**Aim**
Copy the lines below word for word, leaving the picture out of your answer.

**Data entries**
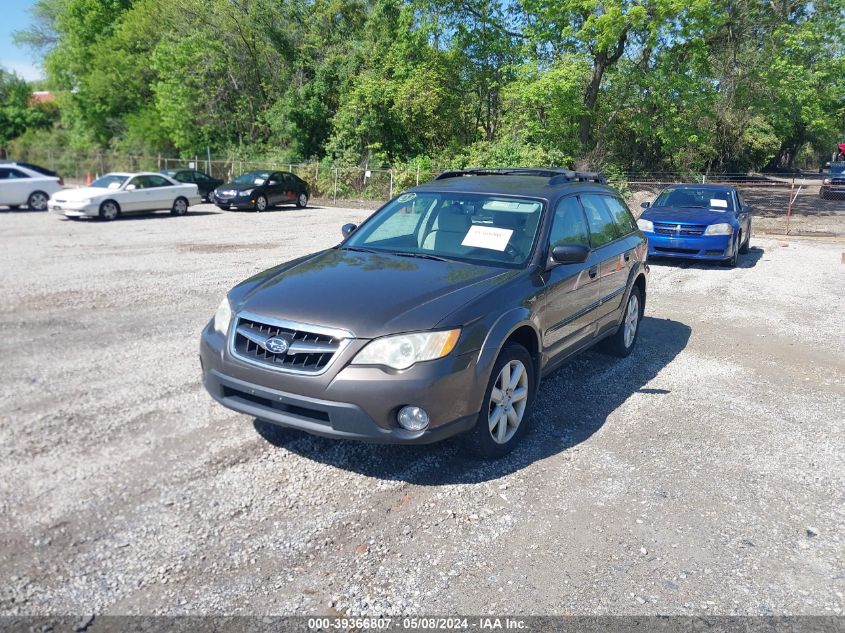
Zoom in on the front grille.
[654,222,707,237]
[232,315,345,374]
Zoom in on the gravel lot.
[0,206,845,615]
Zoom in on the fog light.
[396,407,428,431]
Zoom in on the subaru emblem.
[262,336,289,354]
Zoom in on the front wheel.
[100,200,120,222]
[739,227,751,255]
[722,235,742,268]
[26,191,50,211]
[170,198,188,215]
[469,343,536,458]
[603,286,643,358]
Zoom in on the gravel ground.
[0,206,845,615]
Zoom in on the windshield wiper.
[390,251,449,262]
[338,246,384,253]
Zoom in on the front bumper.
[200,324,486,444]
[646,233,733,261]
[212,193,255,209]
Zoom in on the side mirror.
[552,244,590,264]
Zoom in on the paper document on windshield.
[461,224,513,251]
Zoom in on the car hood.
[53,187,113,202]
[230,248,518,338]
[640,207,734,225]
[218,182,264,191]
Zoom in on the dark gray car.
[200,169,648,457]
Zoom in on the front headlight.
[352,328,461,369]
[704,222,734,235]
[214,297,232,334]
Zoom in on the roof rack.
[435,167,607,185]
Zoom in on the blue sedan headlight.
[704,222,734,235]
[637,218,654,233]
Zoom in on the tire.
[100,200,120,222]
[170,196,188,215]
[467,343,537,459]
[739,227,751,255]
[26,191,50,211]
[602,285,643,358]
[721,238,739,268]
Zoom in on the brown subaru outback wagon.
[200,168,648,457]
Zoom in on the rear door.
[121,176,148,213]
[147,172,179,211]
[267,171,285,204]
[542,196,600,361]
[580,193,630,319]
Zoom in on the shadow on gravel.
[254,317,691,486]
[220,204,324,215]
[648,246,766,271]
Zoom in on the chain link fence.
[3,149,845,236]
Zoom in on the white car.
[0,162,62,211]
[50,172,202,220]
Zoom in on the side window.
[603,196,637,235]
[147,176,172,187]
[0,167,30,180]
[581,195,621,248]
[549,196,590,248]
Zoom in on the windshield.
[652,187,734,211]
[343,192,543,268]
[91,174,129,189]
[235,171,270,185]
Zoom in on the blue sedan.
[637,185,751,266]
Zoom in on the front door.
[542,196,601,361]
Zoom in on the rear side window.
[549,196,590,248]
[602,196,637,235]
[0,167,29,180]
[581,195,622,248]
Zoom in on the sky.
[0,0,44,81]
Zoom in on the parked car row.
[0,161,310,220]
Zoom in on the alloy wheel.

**Correct answer**
Zoom in on the front grille.
[654,222,707,237]
[232,315,345,374]
Zoom in on the gravel lot.
[0,206,845,615]
Zoom in on the fog light.
[396,407,428,431]
Zoom in on the subaru emblem.
[262,336,289,354]
Zoom in on the front wheel.
[100,200,120,222]
[739,227,751,255]
[722,235,742,268]
[26,191,50,211]
[170,198,188,215]
[469,343,536,458]
[603,286,643,358]
Zoom in on the gravel ground.
[0,206,845,615]
Zoom in on the windshield wiper.
[390,251,449,262]
[338,246,384,253]
Zoom in on the front bumper.
[200,324,486,444]
[646,233,733,261]
[212,193,255,209]
Zoom in on the side mirror.
[552,244,590,264]
Zoom in on the paper document on windshield.
[461,224,513,251]
Zoom in on the car hood.
[53,187,113,202]
[230,248,518,338]
[640,207,734,225]
[218,182,264,191]
Zoom in on the dark gray car.
[200,169,648,457]
Zoom in on the front headlight.
[352,328,461,369]
[704,222,734,235]
[214,297,232,334]
Zoom in on the roof rack.
[435,167,607,185]
Zoom in on the blue sedan headlight.
[704,222,734,235]
[637,218,654,233]
Zoom in on the tire.
[100,200,120,222]
[170,196,188,215]
[467,343,537,459]
[739,227,751,255]
[26,191,50,211]
[602,285,643,358]
[721,238,739,268]
Zoom in on the brown subaru outback wagon.
[200,168,648,457]
Zoom in on the rear door.
[121,176,148,213]
[147,172,179,211]
[267,171,285,204]
[542,196,600,361]
[580,193,630,319]
Zoom in on the shadow on gravel.
[254,317,691,486]
[220,204,324,215]
[648,246,766,271]
Zoom in on the chain link fence.
[3,149,845,236]
Zoom in on the white car.
[0,162,62,211]
[50,172,202,220]
Zoom in on the side window.
[603,196,637,235]
[147,176,172,187]
[0,167,30,180]
[581,195,621,248]
[549,196,590,248]
Zoom in on the windshield.
[652,187,734,211]
[343,192,543,268]
[91,174,129,189]
[235,171,270,185]
Zoom in on the blue sedan.
[637,185,751,266]
Zoom in on the front door.
[542,196,601,361]
Zoom in on the rear side window.
[549,196,590,248]
[602,196,637,235]
[0,167,29,180]
[581,195,622,248]
Zoom in on the sky.
[0,0,44,81]
Zoom in on the parked car row.
[0,161,310,220]
Zoom in on the alloy wheel.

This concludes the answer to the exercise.